Postal do Dia

Já ninguém escreve postais, mas a TSF insiste e manda bilhetes postais com destinatário. Em poucas palavras mas com ideias que fazem pensar: "Postal do Dia", com Luís Osório. De segunda a sexta-feira, depois das 18h00 e sempre em tsf.pt.

O filho de Marta e Bernardino Soares afugentou a morte na sua revolução de outubro

1.

Encontrei-os há uns dias no Barreiro.

Falámos do seu "passarinho" que fora com eles a uma entrevista com Manuel Luís Goucha.

Bernardino Soares e Marta Gomes de Pina, dois comunistas de sempre, estavam ainda com o seu coração meio apertado - vindo do nada o pequeno Francisco comoveu toda a gente quando confessou o que queria ser quando fosse grande.

"Sou uma criança que gosta muito de espetáculos, quero ser ator um dia. A inspiração do teatro mostra a magia e inventa personagens novas que nunca antes existiram".

2.

Marta e Bernardino Soares - que para minha enorme surpresa não ganhou a Câmara de Loures nas últimas autárquicas - aprenderam a ver a vida numa outra perspetiva.

● **O seu objetivo**: Prossiga o postal sobre Marta, Bernardino Soares e o filho Francisco a partir da última frase apresentada.

● **Dados fornecidos**:
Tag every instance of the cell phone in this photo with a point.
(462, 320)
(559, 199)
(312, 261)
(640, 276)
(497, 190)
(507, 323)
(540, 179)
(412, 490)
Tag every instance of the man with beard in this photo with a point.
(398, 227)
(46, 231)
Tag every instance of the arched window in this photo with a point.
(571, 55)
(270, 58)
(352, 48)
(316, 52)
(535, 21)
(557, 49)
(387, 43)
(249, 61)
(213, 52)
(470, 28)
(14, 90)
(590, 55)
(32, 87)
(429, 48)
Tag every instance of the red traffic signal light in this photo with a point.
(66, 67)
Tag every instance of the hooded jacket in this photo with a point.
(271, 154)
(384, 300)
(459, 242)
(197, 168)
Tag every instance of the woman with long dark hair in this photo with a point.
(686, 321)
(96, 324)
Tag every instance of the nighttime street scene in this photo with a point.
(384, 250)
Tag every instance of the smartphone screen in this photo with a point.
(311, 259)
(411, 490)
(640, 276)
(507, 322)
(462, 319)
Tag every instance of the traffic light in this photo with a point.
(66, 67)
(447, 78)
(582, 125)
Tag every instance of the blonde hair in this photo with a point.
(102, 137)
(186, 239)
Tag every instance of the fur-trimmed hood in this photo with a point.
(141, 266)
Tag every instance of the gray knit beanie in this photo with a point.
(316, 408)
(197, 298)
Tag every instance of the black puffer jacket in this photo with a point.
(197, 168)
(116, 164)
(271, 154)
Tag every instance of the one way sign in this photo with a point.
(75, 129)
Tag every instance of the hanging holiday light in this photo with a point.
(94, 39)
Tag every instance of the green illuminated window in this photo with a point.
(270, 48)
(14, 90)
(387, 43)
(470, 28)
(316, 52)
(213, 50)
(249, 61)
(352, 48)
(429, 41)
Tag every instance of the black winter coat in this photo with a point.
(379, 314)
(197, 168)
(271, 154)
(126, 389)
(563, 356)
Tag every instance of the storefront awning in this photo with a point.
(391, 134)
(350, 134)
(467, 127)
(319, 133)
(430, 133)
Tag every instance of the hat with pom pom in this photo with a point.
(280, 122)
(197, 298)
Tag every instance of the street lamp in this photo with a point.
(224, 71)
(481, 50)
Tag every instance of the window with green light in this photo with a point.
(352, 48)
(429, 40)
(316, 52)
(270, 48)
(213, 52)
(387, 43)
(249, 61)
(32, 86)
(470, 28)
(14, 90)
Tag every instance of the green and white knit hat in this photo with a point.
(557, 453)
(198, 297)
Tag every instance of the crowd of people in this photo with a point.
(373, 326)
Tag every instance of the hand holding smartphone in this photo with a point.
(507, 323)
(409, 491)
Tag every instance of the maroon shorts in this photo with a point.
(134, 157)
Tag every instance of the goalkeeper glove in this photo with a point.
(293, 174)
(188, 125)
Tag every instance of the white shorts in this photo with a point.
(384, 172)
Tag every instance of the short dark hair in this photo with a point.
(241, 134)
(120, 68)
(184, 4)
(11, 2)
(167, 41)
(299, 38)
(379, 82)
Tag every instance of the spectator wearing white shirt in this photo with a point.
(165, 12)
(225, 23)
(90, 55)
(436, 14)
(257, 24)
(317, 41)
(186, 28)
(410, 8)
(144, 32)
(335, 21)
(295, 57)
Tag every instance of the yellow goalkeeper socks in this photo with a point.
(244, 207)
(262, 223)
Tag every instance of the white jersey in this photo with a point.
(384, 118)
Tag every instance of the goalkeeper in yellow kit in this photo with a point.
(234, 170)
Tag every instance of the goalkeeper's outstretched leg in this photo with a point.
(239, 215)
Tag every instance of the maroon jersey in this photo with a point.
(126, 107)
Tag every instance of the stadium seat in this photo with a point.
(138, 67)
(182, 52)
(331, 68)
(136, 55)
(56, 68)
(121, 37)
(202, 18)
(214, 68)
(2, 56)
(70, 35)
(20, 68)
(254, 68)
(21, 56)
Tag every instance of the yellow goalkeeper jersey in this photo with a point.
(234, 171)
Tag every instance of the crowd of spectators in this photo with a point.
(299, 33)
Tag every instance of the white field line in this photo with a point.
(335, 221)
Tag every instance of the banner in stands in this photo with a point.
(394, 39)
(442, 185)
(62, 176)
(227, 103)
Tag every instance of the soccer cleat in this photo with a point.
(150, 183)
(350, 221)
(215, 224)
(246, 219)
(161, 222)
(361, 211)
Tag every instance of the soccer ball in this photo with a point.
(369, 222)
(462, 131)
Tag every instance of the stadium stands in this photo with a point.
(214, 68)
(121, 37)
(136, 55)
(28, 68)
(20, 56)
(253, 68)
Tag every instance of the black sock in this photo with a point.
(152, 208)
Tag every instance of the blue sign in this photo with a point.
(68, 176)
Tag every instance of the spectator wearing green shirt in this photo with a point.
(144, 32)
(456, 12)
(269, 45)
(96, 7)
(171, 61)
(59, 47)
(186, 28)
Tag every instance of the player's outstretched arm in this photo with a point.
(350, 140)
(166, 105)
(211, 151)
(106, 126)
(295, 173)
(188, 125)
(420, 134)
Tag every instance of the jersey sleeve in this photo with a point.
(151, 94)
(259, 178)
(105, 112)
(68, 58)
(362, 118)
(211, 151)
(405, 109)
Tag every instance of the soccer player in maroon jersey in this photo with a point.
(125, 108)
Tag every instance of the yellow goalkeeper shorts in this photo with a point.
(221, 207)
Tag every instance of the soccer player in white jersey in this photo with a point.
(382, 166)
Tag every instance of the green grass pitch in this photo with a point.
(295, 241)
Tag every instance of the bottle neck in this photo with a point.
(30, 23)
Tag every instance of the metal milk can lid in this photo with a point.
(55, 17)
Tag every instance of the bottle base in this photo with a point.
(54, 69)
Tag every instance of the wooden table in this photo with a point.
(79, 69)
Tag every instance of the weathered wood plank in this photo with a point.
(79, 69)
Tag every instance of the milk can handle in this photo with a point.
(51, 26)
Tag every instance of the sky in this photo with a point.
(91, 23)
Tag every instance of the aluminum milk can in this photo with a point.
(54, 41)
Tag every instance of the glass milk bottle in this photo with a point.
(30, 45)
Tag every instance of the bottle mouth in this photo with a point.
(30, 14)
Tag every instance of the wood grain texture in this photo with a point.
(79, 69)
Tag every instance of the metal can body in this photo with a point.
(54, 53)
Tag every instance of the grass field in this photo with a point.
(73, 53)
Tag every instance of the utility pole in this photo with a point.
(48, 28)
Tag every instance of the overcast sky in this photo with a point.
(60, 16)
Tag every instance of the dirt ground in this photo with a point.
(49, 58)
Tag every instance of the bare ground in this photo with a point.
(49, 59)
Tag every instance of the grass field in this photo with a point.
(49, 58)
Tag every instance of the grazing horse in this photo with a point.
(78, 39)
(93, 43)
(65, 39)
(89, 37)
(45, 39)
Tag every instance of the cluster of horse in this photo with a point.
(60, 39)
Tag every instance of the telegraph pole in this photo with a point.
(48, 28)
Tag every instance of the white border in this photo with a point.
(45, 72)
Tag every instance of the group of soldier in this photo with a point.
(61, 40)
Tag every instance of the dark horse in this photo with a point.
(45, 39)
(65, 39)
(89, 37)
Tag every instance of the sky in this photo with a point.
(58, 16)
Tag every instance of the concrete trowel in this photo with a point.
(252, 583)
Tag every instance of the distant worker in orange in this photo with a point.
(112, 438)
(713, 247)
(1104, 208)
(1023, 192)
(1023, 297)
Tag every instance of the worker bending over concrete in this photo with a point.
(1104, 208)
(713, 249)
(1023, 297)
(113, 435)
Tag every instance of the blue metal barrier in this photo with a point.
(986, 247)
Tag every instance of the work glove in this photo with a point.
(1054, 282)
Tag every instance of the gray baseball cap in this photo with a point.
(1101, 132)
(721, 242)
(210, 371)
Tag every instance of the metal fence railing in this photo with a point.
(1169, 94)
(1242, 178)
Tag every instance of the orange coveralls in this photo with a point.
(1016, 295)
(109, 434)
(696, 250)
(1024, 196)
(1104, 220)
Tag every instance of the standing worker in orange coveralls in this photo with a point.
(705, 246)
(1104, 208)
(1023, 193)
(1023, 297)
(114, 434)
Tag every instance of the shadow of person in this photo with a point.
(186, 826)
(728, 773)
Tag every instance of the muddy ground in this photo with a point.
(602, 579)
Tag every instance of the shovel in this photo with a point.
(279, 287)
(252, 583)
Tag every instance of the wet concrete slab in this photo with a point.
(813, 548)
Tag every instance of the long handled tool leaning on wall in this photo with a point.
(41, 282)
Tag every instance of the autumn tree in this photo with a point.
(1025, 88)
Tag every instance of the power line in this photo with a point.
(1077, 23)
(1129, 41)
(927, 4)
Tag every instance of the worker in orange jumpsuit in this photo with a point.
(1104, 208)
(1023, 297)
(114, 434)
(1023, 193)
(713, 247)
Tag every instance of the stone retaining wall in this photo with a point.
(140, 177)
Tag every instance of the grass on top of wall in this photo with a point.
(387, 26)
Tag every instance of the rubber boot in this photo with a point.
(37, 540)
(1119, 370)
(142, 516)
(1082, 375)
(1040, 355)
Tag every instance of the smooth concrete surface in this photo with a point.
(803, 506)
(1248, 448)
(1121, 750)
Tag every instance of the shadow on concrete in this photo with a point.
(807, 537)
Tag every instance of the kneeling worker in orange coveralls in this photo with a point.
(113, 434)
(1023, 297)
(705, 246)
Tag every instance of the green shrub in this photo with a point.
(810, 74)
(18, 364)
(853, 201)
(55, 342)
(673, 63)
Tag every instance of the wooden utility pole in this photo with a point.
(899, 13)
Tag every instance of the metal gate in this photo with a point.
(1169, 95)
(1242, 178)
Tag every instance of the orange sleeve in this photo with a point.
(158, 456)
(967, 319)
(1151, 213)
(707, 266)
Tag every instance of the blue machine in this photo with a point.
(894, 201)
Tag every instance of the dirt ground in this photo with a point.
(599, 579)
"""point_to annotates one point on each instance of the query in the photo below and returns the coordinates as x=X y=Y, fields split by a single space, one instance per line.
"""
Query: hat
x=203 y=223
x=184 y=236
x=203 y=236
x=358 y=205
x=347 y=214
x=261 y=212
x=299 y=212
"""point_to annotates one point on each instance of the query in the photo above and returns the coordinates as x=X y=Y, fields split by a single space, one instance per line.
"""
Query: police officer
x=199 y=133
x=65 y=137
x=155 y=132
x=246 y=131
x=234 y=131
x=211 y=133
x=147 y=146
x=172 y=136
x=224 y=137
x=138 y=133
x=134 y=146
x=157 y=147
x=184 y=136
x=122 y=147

● **Resposta a seguir**:
A vida é diferente quando a perda de um filho é iminente. Aquilo que é grave passa a ser menos grave, aquilo que nos incomoda deixa de incomodar tanto, a vida passa a ser um exercício em que se torna clara a diferença entre o essencial e o acessório.

3.

Marta escreveu um livro que dedicou ao pequeno Francisco.

E o Bernardino esteve quase sempre presente nas entrevistas, nos lançamentos.

"O Passarinho que Nasceu antes de Tempo", escreveu a Marta. Um livro que devemos ler às nossas crianças para que elas também aprendam a relativizar.

Porque o Francisco nasceu três meses antes de poder nascer.

Como um dia escrevi, mais prematuro do que muitos prematuros.

690 gramas.

Um bocadinho de bebé que obrigou a Marta e o Bernardino ao combate das suas vidas.

E combateram.
E estiveram presentes.
Positivos, a forçar um sorriso sempre que o sorriso ameaçava não poder ser resgatado.

4.

Foi difícil o que a vida lhes propôs.

Difícil desde o primeiro momento da gravidez.

Terrível gravidez em que, a partir das 25 semanas, tudo parecia poder acabar antes de chegar o fim do dia.

Cada dor levava Marta a pensar no filho que não iria conhecer.

Foi aí que lhe deram o nome de Francisco - talvez o tenham feito para antecipar o pior cenário. Se a pior notícia lhes chegasse já tinham um nome, ele já existia mesmo que não o pudessem ver sorrir e correr já era um nome.

A Marta quase morreu durante o parto.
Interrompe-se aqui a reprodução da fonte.